• _Objective_: Using the method selection table in the causal inference page below, explain when DML (Double ML) is recommended over the T/S/X-Learner options and what extra assumption it carries.

• _Document passage_:

Causal Inference for ML

Name: causal-inference-ml
Rating: 88
Author: jlaws

Method Selection Decision Table

Scenario	Key Assumption	Method	Library
RCT / A/B test	Randomization	Difference-in-means	scipy
Observational, known confounders	Unconfoundedness	T/S/X-Learner, CausalForestDML	EconML
Observational, high-dim confounders	Unconfoundedness + sparsity	DML (Double ML)	EconML
Selection on observables	Strong ignorability	IPW / Hajek estimator	DoWhy
Unobserved confounders, instrument exists	Valid instrument	IV / 2SLS / DMLIV	EconML
Pre/post with control group	Parallel trends	Difference-in-Differences	statsmodels
Full causal graph validation	Graph structure known	DoWhy (identify, estimate, refute)	DoWhy
Targeting / personalization	Unconfoundedness	Uplift modeling + Qini curves	EconML

DoWhy Pipeline

python

from dowhy import CausalModel

def run_dowhy_pipeline(df, treatment, outcome, confounders,
                       instruments=None, effect_modifiers=None):
    """Full DoWhy pipeline: model, identify, estimate, refute."""

• _Data extract_:

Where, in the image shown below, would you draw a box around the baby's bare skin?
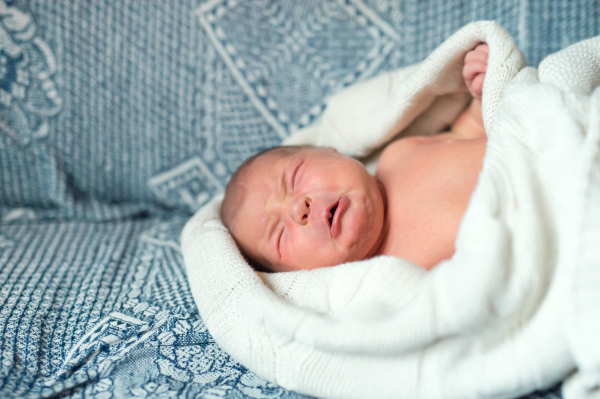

• _Full solution_: Both apply to observational data under unconfoundedness. The table lists T/S/X-Learner and CausalForestDML for known confounders, and DML for high-dimensional confounders. DML adds a sparsity assumption.